> **Set task**:
Reproduce each of the following records as an item in a numbered list, leaving out any blank lines.

> **Task inputs**:

■ ■ ■ ■ ■

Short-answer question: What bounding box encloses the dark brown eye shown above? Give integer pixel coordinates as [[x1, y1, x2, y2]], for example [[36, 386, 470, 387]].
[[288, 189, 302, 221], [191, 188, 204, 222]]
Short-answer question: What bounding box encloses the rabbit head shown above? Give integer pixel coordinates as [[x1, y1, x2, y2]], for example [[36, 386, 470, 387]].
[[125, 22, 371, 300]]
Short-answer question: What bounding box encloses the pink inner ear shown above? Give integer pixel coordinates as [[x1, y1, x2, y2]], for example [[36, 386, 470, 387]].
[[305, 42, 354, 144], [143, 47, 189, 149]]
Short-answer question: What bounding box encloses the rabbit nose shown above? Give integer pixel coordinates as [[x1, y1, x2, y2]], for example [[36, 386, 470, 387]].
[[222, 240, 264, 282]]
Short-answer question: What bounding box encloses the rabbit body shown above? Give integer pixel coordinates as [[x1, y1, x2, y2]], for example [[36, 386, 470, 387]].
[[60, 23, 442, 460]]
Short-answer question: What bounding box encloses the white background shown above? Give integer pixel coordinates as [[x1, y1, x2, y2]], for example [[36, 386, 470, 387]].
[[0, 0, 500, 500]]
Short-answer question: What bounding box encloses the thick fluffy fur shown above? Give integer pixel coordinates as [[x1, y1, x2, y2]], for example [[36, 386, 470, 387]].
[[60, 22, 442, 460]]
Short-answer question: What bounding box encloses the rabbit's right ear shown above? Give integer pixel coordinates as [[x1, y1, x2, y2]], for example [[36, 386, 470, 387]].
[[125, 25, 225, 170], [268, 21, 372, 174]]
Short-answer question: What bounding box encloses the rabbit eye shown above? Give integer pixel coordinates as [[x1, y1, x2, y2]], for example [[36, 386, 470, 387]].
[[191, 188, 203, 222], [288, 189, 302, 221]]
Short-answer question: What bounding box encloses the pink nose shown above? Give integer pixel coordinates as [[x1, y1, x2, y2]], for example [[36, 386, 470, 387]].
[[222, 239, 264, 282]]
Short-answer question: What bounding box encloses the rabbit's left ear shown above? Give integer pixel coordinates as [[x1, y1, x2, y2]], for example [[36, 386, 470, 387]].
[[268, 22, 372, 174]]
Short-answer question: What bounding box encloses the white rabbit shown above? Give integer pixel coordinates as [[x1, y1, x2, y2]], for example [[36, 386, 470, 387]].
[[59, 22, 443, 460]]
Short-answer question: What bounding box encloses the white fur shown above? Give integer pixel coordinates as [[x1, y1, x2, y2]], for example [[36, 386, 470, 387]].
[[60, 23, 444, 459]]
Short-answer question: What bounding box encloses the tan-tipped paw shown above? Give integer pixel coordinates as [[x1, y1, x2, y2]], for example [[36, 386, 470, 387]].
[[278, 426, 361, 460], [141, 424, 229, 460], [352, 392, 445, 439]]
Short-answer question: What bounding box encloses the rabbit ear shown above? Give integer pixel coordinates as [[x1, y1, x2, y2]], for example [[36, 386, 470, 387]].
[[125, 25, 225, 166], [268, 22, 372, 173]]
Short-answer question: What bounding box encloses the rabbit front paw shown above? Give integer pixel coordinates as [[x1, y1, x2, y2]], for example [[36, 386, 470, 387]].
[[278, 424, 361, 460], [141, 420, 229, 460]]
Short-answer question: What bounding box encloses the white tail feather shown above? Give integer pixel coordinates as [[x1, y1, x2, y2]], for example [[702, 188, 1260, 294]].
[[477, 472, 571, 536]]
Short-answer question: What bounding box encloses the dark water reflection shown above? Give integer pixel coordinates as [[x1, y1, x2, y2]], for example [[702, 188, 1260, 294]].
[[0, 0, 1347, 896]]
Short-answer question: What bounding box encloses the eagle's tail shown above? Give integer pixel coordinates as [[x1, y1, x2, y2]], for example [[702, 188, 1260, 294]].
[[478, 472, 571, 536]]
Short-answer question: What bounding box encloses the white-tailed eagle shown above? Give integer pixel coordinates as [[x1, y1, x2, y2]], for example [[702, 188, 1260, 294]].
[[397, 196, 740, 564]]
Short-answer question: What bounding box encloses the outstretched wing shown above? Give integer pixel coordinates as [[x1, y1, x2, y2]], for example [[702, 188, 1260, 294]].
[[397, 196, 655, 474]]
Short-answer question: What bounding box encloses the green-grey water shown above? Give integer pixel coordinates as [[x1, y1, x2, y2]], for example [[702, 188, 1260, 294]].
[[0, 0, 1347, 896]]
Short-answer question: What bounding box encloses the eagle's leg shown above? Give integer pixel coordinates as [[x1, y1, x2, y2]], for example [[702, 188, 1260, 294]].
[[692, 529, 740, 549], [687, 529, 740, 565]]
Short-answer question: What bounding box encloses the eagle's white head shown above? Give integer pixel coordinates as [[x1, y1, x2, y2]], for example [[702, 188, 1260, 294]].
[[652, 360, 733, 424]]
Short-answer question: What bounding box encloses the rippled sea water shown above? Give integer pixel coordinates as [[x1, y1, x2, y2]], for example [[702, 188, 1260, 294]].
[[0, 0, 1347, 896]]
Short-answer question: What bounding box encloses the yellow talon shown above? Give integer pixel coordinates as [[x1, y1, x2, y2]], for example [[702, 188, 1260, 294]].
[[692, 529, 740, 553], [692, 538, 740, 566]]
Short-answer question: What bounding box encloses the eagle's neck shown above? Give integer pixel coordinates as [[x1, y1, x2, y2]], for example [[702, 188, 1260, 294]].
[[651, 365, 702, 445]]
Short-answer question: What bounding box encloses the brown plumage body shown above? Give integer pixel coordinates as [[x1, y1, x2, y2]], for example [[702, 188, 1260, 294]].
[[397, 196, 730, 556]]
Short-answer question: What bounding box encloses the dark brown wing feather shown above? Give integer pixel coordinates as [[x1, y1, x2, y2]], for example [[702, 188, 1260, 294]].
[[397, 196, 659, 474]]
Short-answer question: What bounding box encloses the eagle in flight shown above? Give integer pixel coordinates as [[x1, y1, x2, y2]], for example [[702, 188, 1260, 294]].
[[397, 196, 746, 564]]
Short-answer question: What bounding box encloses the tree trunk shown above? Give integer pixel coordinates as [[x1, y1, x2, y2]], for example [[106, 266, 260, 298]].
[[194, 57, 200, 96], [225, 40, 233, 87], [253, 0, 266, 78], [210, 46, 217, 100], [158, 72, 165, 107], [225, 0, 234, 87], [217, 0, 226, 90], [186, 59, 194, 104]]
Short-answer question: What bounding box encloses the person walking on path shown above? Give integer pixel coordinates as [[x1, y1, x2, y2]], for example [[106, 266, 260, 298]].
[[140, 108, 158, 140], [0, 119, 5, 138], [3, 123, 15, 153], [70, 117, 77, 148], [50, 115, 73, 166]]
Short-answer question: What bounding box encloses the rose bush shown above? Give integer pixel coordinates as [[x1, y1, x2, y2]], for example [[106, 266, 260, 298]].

■ ■ ■ ■ ■

> **Finished answer**:
1. Short-answer question: What bounding box encloses the dark brown eye shown above? Give integer pixel coordinates as [[x1, y1, x2, y2]], for example [[36, 386, 470, 387]].
2. [[288, 189, 302, 221], [191, 188, 204, 222]]
3. Short-answer question: What bounding box encloses the rabbit head shown above? Give integer pixel coordinates as [[x1, y1, x2, y2]], for example [[36, 386, 470, 387]].
4. [[125, 22, 371, 300]]
5. Short-answer question: What bounding box encloses the pink inner ear shown above? Give integer pixel coordinates as [[x1, y1, x2, y2]], for example [[36, 386, 470, 387]].
6. [[305, 42, 354, 144], [143, 47, 189, 149]]
7. Short-answer question: What bounding box encloses the rabbit nose shown above? Give integer pixel coordinates as [[x1, y1, x2, y2]], for example [[36, 386, 470, 387]].
8. [[222, 240, 264, 282]]
9. Short-answer question: What bounding box encloses the rabbit body shown above? Give integer pixel coordinates as [[x1, y1, x2, y2]], for example [[36, 386, 470, 387]].
10. [[60, 23, 442, 460]]
11. Short-answer question: What bounding box encloses the white background shown above? Give integer pixel coordinates as [[x1, y1, x2, y2]], for example [[36, 386, 470, 387]].
12. [[0, 0, 500, 500]]
13. Short-answer question: What bounding box encloses the thick fluffy fur shown above? Give integer pixel coordinates as [[x1, y1, x2, y2]], for example [[36, 386, 470, 387]].
14. [[60, 22, 442, 460]]
15. Short-answer question: What bounding box encloses the rabbit's right ear shown above? Give integer pixel coordinates as [[x1, y1, x2, y2]], for example [[36, 386, 470, 387]].
16. [[125, 25, 225, 170], [268, 21, 372, 174]]
17. Short-answer question: What bounding box encloses the rabbit eye shown above? Give integer pixel coordinates as [[x1, y1, x2, y2]], for example [[36, 386, 470, 387]].
18. [[191, 188, 203, 222], [288, 189, 302, 221]]
19. Short-answer question: What bounding box encloses the pink nose shown above? Give integer pixel coordinates as [[x1, y1, x2, y2]], for example [[36, 386, 470, 387]].
20. [[222, 239, 264, 282]]
21. Short-answer question: What bounding box encloses the rabbit's left ear shown above? Give integer pixel coordinates as [[x1, y1, x2, y2]], for example [[36, 386, 470, 387]].
22. [[268, 22, 372, 174]]
23. Short-answer question: What bounding box encloses the white rabbit shown above? Give integer pixel coordinates as [[x1, y1, x2, y2]], for example [[36, 386, 470, 387]].
24. [[59, 22, 443, 460]]
25. Short-answer question: What bounding box encloses the white fur shown above? Give integer pixel coordinates as [[x1, y1, x2, y2]], for example [[36, 386, 470, 387]].
26. [[60, 23, 444, 459]]
27. Short-answer question: What bounding box encloses the tan-tipped paw shown above? Give integer pixel coordinates as [[x1, y1, x2, y2]], for example [[36, 386, 470, 387]].
28. [[278, 426, 361, 460], [141, 424, 229, 460], [352, 392, 445, 439]]
29. Short-answer question: What bounding box encloses the rabbit ear shown above? Give integer pixel coordinates as [[x1, y1, x2, y2]], for example [[36, 386, 470, 387]].
30. [[125, 25, 225, 166], [268, 22, 372, 173]]
31. Short-answer question: What bounding box encloses the rabbit front paw shown above? Give integer pixel coordinates as [[x1, y1, x2, y2]], for example [[36, 386, 470, 387]].
32. [[278, 424, 361, 460], [141, 420, 229, 460]]
33. Short-answer question: What bounding box encloses the white tail feather shown above? Give integer pixel coordinates as [[x1, y1, x2, y2]], for example [[702, 188, 1260, 294]].
34. [[477, 472, 571, 536]]
35. Short-answer question: What bounding box encloses the dark water reflection shown above? Give integer pixel coordinates as [[x1, y1, x2, y2]], for example [[702, 188, 1260, 294]].
36. [[0, 0, 1347, 896]]
37. Short-answer question: What bounding box encloses the eagle's tail shown above? Give integer pixel coordinates as [[x1, y1, x2, y2]], for example [[702, 188, 1260, 294]].
38. [[478, 472, 571, 536]]
39. Short-answer question: What bounding box encloses the white-tailed eagle shown above? Give integer pixel coordinates as [[x1, y1, x2, y2]], for example [[702, 188, 1260, 294]].
40. [[397, 196, 740, 564]]
41. Short-answer question: What bounding box encloses the outstretched wing shown above? Give integer pixel coordinates as [[x1, y1, x2, y2]], for example [[702, 188, 1260, 294]].
42. [[397, 196, 655, 474]]
43. Short-answer question: What bounding box encloses the green-grey water shown above? Give integer pixel coordinates as [[x1, y1, x2, y2]], for example [[702, 188, 1260, 294]].
44. [[0, 0, 1347, 896]]
45. Short-answer question: What bounding box encloses the eagle's leg shown above? Give integer pixel coordinates as [[x1, y1, x2, y2]], for example [[702, 188, 1260, 294]].
46. [[692, 529, 740, 549], [687, 529, 740, 565]]
47. Short-answer question: What bounding box encloses the eagle's white head shown above? Give integer pixel coordinates as [[x1, y1, x2, y2]], for example [[702, 188, 1260, 294]].
48. [[652, 360, 733, 424]]
49. Short-answer question: What bounding box encloses the rippled sea water shown above? Give integer pixel coordinates as [[x1, y1, x2, y2]], for example [[702, 188, 1260, 294]].
50. [[0, 0, 1347, 896]]
51. Short-answer question: What bounding box encloses the yellow talon shown above? Give integer pixel coordinates as [[x1, y1, x2, y2]], for example [[702, 188, 1260, 294]].
52. [[692, 529, 740, 553], [692, 538, 740, 566]]
53. Short-answer question: What bounding box encloses the eagle's neck shown above? Give integer pixel coordinates as [[x1, y1, x2, y2]], for example [[702, 188, 1260, 294]].
54. [[651, 365, 702, 445]]
55. Short-answer question: What bounding box encloses the brown plumage body shown above? Give integer pixel coordinates as [[x1, y1, x2, y2]], for example [[702, 188, 1260, 294]].
56. [[397, 196, 730, 556]]
57. Short-answer question: What bounding box encloses the dark brown wing feather shown above? Give integer pixel coordinates as [[x1, y1, x2, y2]], for example [[702, 188, 1260, 294]].
58. [[397, 196, 659, 474]]
59. Short-answer question: What bounding box encloses the eagle in flight shown above? Give integer pixel coordinates as [[x1, y1, x2, y2]], for example [[702, 188, 1260, 294]].
60. [[397, 196, 746, 564]]
61. Short-answer question: What bounding box encloses the tree trunk shown above? Give integer pixel coordinates as [[x1, y1, x2, y2]], for example [[106, 266, 260, 298]].
62. [[194, 57, 200, 96], [225, 40, 233, 87], [253, 0, 266, 78], [210, 46, 217, 100], [158, 72, 165, 107], [225, 0, 234, 87], [217, 0, 226, 90], [186, 59, 194, 104]]
63. Short-answer question: What bounding box encloses the person walking on path shown above? Give integer pixel coordinates as [[x1, y1, x2, y2]], for example [[106, 266, 260, 298]].
64. [[140, 108, 158, 140], [0, 119, 5, 138], [3, 123, 15, 153], [70, 117, 77, 148], [50, 115, 73, 166]]
65. Short-answer question: What bounding box encloses the rose bush shown above? Give integer pixel coordinates as [[x1, y1, x2, y2]], for example [[106, 266, 260, 298]].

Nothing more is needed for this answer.